[start]

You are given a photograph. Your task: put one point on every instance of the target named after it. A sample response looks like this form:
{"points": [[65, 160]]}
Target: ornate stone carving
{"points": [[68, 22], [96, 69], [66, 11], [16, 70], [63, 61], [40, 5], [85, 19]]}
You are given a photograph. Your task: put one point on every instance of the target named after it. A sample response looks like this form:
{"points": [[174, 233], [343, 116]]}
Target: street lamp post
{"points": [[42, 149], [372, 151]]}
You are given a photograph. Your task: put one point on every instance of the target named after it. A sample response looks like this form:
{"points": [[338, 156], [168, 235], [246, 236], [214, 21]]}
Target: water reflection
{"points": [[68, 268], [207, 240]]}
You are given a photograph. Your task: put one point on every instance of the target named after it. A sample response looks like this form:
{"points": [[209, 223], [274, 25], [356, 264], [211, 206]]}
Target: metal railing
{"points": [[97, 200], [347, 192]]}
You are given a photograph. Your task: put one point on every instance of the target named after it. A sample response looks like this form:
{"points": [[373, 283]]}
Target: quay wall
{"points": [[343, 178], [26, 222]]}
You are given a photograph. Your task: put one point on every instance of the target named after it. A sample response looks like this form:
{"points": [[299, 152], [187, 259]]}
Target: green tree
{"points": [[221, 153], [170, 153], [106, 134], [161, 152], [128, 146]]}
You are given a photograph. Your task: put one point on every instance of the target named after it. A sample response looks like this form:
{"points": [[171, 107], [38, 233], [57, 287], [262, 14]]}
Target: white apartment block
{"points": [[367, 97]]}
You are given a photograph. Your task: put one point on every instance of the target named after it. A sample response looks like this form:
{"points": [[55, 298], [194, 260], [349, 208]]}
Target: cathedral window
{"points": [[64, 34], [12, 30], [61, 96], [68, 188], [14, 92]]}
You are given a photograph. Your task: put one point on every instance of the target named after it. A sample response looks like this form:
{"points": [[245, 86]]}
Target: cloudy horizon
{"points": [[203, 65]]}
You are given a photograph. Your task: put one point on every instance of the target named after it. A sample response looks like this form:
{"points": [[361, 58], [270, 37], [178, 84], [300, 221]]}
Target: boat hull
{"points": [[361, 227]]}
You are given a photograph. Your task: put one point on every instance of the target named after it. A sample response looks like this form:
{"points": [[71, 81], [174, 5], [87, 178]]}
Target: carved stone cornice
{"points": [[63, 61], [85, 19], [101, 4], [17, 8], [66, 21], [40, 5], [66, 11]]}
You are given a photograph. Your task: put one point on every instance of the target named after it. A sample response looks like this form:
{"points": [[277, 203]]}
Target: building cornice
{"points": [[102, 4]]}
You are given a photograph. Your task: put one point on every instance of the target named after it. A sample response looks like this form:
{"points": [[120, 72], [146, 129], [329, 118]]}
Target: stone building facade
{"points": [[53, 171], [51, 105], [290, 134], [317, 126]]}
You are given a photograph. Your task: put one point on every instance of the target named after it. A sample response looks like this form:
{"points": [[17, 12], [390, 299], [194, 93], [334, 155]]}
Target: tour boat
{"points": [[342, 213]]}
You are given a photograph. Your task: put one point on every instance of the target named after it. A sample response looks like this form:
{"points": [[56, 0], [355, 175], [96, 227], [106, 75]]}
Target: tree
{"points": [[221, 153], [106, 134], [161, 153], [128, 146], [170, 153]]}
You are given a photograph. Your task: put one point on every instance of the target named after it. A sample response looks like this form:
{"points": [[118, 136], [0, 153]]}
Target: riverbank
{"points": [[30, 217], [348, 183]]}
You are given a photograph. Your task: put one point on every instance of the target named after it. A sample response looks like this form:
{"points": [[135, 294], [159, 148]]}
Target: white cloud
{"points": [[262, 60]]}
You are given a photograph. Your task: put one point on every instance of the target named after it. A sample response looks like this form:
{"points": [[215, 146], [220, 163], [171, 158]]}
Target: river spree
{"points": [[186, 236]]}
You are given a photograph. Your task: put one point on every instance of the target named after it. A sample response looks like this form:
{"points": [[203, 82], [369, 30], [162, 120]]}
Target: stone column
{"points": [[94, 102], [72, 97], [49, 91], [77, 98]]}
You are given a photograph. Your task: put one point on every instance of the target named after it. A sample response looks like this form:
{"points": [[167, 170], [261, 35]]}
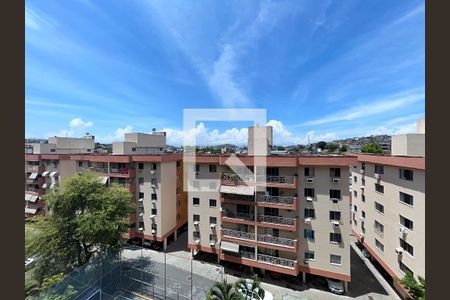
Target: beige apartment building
{"points": [[294, 219], [138, 163], [388, 205]]}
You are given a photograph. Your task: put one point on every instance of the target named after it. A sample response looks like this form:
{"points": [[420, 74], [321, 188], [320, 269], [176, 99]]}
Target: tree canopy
{"points": [[85, 217], [371, 148]]}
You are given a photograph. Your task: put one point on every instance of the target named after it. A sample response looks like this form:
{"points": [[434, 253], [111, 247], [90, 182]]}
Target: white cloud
{"points": [[222, 81], [79, 123], [370, 109]]}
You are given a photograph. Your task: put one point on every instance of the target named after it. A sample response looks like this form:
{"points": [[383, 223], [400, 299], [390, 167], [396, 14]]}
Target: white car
{"points": [[335, 286]]}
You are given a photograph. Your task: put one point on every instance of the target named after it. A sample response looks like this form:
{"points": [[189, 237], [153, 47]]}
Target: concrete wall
{"points": [[393, 208], [408, 144]]}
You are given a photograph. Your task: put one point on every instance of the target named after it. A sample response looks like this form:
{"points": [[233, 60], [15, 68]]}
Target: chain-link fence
{"points": [[137, 273]]}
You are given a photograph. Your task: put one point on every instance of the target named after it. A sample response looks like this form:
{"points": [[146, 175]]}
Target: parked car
{"points": [[335, 286]]}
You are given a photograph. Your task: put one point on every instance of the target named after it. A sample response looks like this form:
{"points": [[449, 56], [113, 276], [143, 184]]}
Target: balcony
{"points": [[238, 217], [263, 261], [249, 179], [277, 222], [237, 199], [288, 202]]}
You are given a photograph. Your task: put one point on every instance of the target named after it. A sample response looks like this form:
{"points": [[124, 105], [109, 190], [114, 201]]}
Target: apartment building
{"points": [[388, 205], [154, 179], [293, 219]]}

[end]

Stated problem:
Repeat the listing above exactly, with no pictures.

Response to this exercise:
You are given a photograph. Your task: put one point on every instance of the target named after it. A sample response looks like this form:
{"points": [[65, 160]]}
Target: ornate stone carving
{"points": [[68, 22], [96, 69], [66, 11], [16, 70], [63, 61], [40, 5], [85, 19]]}
You are given a photograph. Your task: put one point on every instance of the target named after it. A sample response looks like this form:
{"points": [[174, 233], [343, 116]]}
Target: street lamp post
{"points": [[42, 149], [372, 151]]}
You are given a photograph. Your task: put one point on every instance of the target named after it. A sample response looks like this form:
{"points": [[338, 156], [168, 235], [246, 236], [214, 21]]}
Target: water reflection
{"points": [[68, 268], [207, 240]]}
You are given a photograph. Your task: put one point on every instance of the target named after it. A sample response looks like this form:
{"points": [[209, 223], [274, 25], [356, 264], [211, 206]]}
Target: metal railing
{"points": [[97, 200], [347, 192]]}
You are given a photograph. Your task: put one point on every instance of the target named after it. A sample response looks like this form:
{"points": [[373, 283]]}
Target: quay wall
{"points": [[343, 178], [26, 222]]}
You are given a photograph. Your task: put one point on every instance of the target named after it. A sample response looks like this form:
{"points": [[299, 152], [187, 259]]}
Target: green tree
{"points": [[221, 153], [170, 153], [106, 134], [161, 152], [128, 146]]}
You are given a photograph. Your task: put one point on every instance of the target named after it. A sample response looks like this form:
{"points": [[171, 107], [38, 233], [57, 287], [262, 14]]}
Target: white apartment block
{"points": [[367, 97]]}
You are given a photograph. Your task: put one point on every instance of the target named after it. A sample response looks like this form:
{"points": [[55, 298], [194, 260], [349, 208]]}
Target: cathedral window
{"points": [[64, 34], [12, 30], [61, 96], [68, 188], [14, 92]]}
You are given a photograph. Your task: put one point on every instance of the target named after it. A sample response looks like this form:
{"points": [[245, 86]]}
Target: cloudy horizon
{"points": [[203, 65]]}
You are given a photograph. Your task: put one point on every instance of the target named after it. A sample response looks like this form:
{"points": [[361, 58], [270, 37], [178, 84], [300, 221]]}
Target: boat hull
{"points": [[361, 227]]}
You are given a photograph. Your task: put one point on every instance of the target named after it. A sample response looks like this form:
{"points": [[71, 81], [174, 5], [87, 178]]}
Target: carved stone cornice
{"points": [[63, 61], [85, 19], [101, 4], [17, 8], [66, 21], [40, 5], [66, 11]]}
You are given a photograph. Your task: put one point on every instance of the target named after it. A sample response looks like this form:
{"points": [[277, 203]]}
Target: building cornice
{"points": [[102, 4]]}
You are given a photograph. Your task: put one point on every instance of the target named after it. A sample response looks like this form:
{"points": [[120, 72], [146, 129], [329, 118]]}
Target: stone building facade
{"points": [[53, 171], [51, 105], [290, 134], [317, 126]]}
You are given a photograph. Your task: put one point on every instance of the target named after it. A sample response looks like this form:
{"points": [[17, 12], [390, 299], [194, 93], [334, 155]]}
Target: tour boat
{"points": [[342, 213]]}
You are given a photograph. Your task: put one point on every instance of the target named after it. A sample response looks like this form:
{"points": [[56, 0], [355, 175], [96, 227], [106, 75]]}
Target: tree
{"points": [[221, 153], [106, 134], [161, 153], [128, 146], [170, 153]]}
You are given a photograph. Your task: put one point on every instance of the target named after it. A sample response looks like this form:
{"points": [[118, 136], [0, 153]]}
Target: riverbank
{"points": [[30, 217], [348, 183]]}
You are given a photograph. Your task: put one point on every instance of the target named after it. A sample response looks like this form:
{"points": [[135, 294], [159, 148]]}
Target: white cloud
{"points": [[262, 60]]}
You are given a photograph. Your task: put one point on every instance of the target named after it. A sample response looks like this form:
{"points": [[215, 146], [220, 163], [171, 158]]}
Target: river spree
{"points": [[186, 236]]}
You are given a photograph. Your task: put one point on every instance of the target named after it. A sample response looks like this form:
{"points": [[203, 82], [369, 30], [162, 120]]}
Target: stone column
{"points": [[94, 102], [72, 97], [49, 91], [77, 98]]}
You are given a photograph. Your task: put one point on every instance of the target named after it. A sample response looks like this form:
{"points": [[167, 170], [261, 35]]}
Target: beige apartment building
{"points": [[294, 219], [138, 163], [388, 205]]}
You are given a photograph. Your task: put one point on every instance of the target named after it. A sample response looks like this form:
{"points": [[420, 74], [321, 188], [320, 269], [176, 99]]}
Target: tree canopy
{"points": [[85, 217], [371, 148]]}
You are given a photograph. Your task: put one point on every instance of the target named after it. A sample response looks like this form:
{"points": [[434, 253], [111, 247], [90, 182]]}
Target: white cloud
{"points": [[222, 81], [79, 123], [370, 109]]}
You are given a photograph. Your task: put one point on every instance of the target named after it. A sample response looks like this form:
{"points": [[383, 223], [400, 299], [390, 167], [396, 14]]}
Target: white car
{"points": [[335, 286]]}
You are given a photograph. Your task: put one point on every instance of the target named after it. A sample response looks like this form:
{"points": [[189, 237], [153, 47]]}
Target: concrete wall
{"points": [[393, 208], [408, 144]]}
You are given a photograph. Your task: put one point on every instance of the target named after it. A sample response looks like this form:
{"points": [[233, 60], [15, 68]]}
Target: chain-link fence
{"points": [[137, 273]]}
You are given a photograph. Your task: put one point on every instance of the target named after it. A sample response looks like this form:
{"points": [[146, 175]]}
Target: parked car
{"points": [[335, 286]]}
You are given a photograph. Your task: put one point on every instance of the target named after it. A sample response looks like this form:
{"points": [[449, 56], [113, 276], [143, 184]]}
Target: balcony
{"points": [[238, 217], [263, 261], [249, 179], [277, 222], [237, 199], [288, 202]]}
You are given a photograph. Your task: put one point on every instance of the target named after it. A sample response looks like this form:
{"points": [[124, 105], [109, 190], [114, 201]]}
Target: apartment building
{"points": [[388, 205], [154, 179], [293, 219]]}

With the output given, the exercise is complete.